# Problem statement:
Every line of the data below is to be written out again exactly.

# Source records:
◇ ◇ ◇ ◇ ◇ ◇ ◇

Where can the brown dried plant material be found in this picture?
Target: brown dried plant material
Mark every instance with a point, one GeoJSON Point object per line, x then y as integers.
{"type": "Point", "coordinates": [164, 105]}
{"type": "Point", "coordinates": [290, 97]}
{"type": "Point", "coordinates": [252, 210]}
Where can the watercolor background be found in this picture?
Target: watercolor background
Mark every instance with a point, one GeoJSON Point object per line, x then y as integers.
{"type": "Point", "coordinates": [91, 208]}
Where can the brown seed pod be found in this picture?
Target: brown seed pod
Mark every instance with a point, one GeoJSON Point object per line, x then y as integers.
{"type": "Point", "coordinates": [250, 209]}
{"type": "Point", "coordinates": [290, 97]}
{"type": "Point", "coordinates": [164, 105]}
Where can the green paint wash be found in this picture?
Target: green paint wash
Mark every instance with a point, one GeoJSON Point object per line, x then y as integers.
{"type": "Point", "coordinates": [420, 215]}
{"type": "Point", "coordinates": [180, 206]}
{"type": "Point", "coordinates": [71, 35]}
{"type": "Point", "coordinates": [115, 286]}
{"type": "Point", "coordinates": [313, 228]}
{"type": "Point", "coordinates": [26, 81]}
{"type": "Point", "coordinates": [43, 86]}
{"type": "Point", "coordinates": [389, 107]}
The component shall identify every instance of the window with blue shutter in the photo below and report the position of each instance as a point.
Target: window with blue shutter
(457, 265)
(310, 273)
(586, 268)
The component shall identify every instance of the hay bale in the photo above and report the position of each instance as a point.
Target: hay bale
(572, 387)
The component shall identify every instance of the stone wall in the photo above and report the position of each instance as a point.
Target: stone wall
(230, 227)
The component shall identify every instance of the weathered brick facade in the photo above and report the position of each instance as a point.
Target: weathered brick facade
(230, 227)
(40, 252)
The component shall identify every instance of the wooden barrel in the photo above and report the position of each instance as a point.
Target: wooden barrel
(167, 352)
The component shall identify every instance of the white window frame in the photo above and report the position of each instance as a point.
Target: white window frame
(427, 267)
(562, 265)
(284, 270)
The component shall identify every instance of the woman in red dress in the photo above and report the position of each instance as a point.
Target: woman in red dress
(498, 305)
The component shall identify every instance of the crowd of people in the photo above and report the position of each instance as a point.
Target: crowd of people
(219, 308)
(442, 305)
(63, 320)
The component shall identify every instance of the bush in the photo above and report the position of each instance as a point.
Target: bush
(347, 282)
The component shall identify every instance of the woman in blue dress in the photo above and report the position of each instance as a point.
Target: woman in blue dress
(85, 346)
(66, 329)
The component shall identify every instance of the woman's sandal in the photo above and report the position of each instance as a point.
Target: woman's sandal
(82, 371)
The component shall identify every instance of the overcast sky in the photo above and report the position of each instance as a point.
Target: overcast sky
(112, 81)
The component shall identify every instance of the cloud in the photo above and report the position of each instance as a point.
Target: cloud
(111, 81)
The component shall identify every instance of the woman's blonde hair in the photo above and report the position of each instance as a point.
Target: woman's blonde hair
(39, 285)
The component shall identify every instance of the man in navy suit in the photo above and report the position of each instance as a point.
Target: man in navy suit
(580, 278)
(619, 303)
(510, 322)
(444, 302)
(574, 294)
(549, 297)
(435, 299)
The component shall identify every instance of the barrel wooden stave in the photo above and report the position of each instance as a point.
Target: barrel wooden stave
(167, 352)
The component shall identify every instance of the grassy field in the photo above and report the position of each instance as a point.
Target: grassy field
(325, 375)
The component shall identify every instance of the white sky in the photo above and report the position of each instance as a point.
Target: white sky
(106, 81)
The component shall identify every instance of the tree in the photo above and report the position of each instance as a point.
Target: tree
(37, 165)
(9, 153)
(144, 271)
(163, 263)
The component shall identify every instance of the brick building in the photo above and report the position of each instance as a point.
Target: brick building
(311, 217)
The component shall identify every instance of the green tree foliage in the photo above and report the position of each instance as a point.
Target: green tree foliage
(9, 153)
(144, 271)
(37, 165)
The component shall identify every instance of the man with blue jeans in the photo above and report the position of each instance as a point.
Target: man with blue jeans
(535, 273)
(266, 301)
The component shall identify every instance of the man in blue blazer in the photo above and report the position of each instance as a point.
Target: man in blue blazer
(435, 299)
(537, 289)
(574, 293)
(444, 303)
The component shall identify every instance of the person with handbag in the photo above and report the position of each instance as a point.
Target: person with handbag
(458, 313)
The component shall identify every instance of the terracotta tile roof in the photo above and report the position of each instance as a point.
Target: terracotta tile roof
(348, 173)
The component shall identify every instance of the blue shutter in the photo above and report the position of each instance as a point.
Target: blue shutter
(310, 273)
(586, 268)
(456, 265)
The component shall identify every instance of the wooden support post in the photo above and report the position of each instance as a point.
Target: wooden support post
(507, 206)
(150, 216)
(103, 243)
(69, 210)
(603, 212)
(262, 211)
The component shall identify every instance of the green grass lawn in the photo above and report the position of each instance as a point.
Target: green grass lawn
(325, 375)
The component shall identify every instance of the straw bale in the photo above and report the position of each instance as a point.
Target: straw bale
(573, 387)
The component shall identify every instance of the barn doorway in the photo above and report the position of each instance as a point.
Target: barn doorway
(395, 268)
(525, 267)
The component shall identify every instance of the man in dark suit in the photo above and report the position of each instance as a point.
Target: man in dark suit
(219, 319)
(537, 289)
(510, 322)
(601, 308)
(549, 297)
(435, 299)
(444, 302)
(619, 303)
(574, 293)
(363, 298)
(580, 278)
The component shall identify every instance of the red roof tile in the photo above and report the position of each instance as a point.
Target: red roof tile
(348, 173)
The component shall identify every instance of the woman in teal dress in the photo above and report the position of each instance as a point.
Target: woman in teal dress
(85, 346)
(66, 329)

◇ ◇ ◇ ◇ ◇ ◇ ◇

# Response for this exercise:
Where can the brown dried plant material be found in this picture?
Target: brown dried plant material
Mark every instance with a point, one GeoJSON Point object per line, x then y as integers.
{"type": "Point", "coordinates": [164, 105]}
{"type": "Point", "coordinates": [290, 97]}
{"type": "Point", "coordinates": [252, 210]}
Where can the watercolor background be found in this picture?
Target: watercolor background
Mark every instance with a point, one GeoJSON Point object per line, x then y as integers.
{"type": "Point", "coordinates": [91, 208]}
Where can the brown seed pod be found in this picture?
Target: brown seed pod
Mark every instance with a point, one GeoJSON Point object per line, x then y as integers.
{"type": "Point", "coordinates": [250, 209]}
{"type": "Point", "coordinates": [290, 97]}
{"type": "Point", "coordinates": [164, 105]}
Where can the green paint wash be found in this picture?
Target: green paint wash
Mark every instance with a point, one GeoJSON Point object per line, x then y as integers.
{"type": "Point", "coordinates": [420, 215]}
{"type": "Point", "coordinates": [180, 206]}
{"type": "Point", "coordinates": [71, 35]}
{"type": "Point", "coordinates": [115, 286]}
{"type": "Point", "coordinates": [313, 228]}
{"type": "Point", "coordinates": [26, 81]}
{"type": "Point", "coordinates": [43, 86]}
{"type": "Point", "coordinates": [389, 107]}
The component shall identify every instance of the window with blue shutter in the photo below and report the position of each instance as a point.
Target: window with blue shutter
(457, 265)
(310, 273)
(586, 268)
The component shall identify every instance of the hay bale in the photo above and report the position of each instance as a point.
Target: hay bale
(572, 387)
The component shall identify every instance of the stone wall in the photo above and report the position of each instance as a point.
Target: stone wall
(230, 227)
The component shall identify every instance of the weathered brick facade in the photo above and report the position of each instance as a point.
Target: weathered brick facade
(230, 227)
(40, 252)
The component shall identify every instance of the wooden barrel in the photo above and report the position of each instance as a point.
Target: wooden barrel
(167, 352)
The component shall identify every instance of the white window frame in the photo above and report the position of each instance as a point.
Target: white window frame
(427, 267)
(562, 265)
(284, 270)
The component shall identify every instance of the woman in red dress in the photo above and report the position of each instance as a point.
Target: woman in red dress
(498, 305)
The component shall identify every instance of the crowd of people in the photo above and report the position of each instance as a point.
Target: crowd of people
(219, 308)
(442, 305)
(63, 320)
The component shall identify every instance of the bush in the photo above and report the position of each instance as a point.
Target: bush
(347, 282)
The component shall identify every instance of the woman in blue dress in the photo above and report the position of each instance as a point.
Target: woman in blue dress
(85, 346)
(66, 329)
The component shall identify every instance of the woman's sandal in the photo above and report the position of each instance as a point.
Target: woman's sandal
(82, 371)
The component shall identify every instance of the overcast sky in the photo above and report the position of each instance as a point.
Target: overcast sky
(112, 81)
The component shall identify every instance of the cloud in the photo above and report the position of each instance as a point.
Target: cloud
(111, 81)
The component shall identify every instance of the woman's blonde hair in the photo above and report the position of each instance as a point.
Target: woman's blonde hair
(39, 285)
The component shall identify every instance of the man in navy suit in the photo above and report the position of each instance as a point.
Target: man in navy suit
(580, 278)
(619, 303)
(510, 322)
(444, 302)
(574, 294)
(549, 297)
(435, 299)
The component shall identify every instance of the barrel wooden stave in the photo above and report the position of each instance as a point.
Target: barrel wooden stave
(167, 352)
The component shall identify every instance of the grassy field in the photo above and report the position of each instance as a point.
Target: grassy field
(325, 375)
The component shall identify every instance of the white sky in the photo above and report the position of each instance as a point.
Target: white sky
(106, 81)
The component shall identify every instance of the tree in the photo above and report the position of each instance as a point.
Target: tree
(37, 165)
(9, 153)
(144, 271)
(163, 263)
The component shall identify every instance of the brick building in the photo above and report the position of each instance as a point.
Target: brick building
(311, 217)
The component shall identify every instance of the green tree foliage in the photo above and report the position of each instance as a point.
Target: green tree foliage
(9, 153)
(144, 271)
(37, 165)
The component shall identify every instance of the man with blue jeans in the photo above and report the position of each instance as a point.
Target: man with blue jeans
(535, 273)
(266, 301)
The component shall identify every instance of the man in blue blazer in the photo above and report the position of each instance as a point.
Target: man in blue blazer
(435, 299)
(537, 289)
(574, 293)
(444, 303)
The component shall identify every instance of the person with handbag in the photo above and report the position of each instance as a point.
Target: person with handbag
(458, 313)
The component shall identify every instance of the terracotta tile roof in the photo above and report the position of each instance as a point.
Target: terracotta tile roof
(348, 173)
The component shall identify every instance of the blue shutter in the photo above and report the position of each instance as a point.
Target: blue shutter
(310, 273)
(586, 268)
(456, 265)
The component shall identify every instance of the wooden support post in the photo above and report the position of each instance as a point.
Target: wooden support post
(507, 206)
(150, 216)
(103, 243)
(69, 210)
(603, 212)
(262, 211)
The component shall identify every instance of the green grass lawn in the photo above and report the position of each instance as a point.
Target: green grass lawn
(325, 375)
The component shall identify every instance of the straw bale in the photo above and report the position of each instance as a point.
Target: straw bale
(573, 387)
The component shall identify every instance of the barn doorway in the photo above and report the position of each instance as a point.
Target: barn doorway
(395, 268)
(525, 267)
The component shall identify every instance of the man in dark suit in the photo above and report the position of each instance as a point.
Target: man in dark suit
(219, 319)
(537, 289)
(510, 322)
(601, 308)
(549, 297)
(435, 299)
(444, 302)
(619, 303)
(574, 293)
(363, 298)
(580, 278)
The component shall identify every instance of the red roof tile in the photo above and report the position of each instance as a point.
Target: red roof tile
(348, 173)
The component shall identify every instance of the woman in teal dress in the photo above and report the position of each instance as a point.
Target: woman in teal dress
(85, 346)
(66, 329)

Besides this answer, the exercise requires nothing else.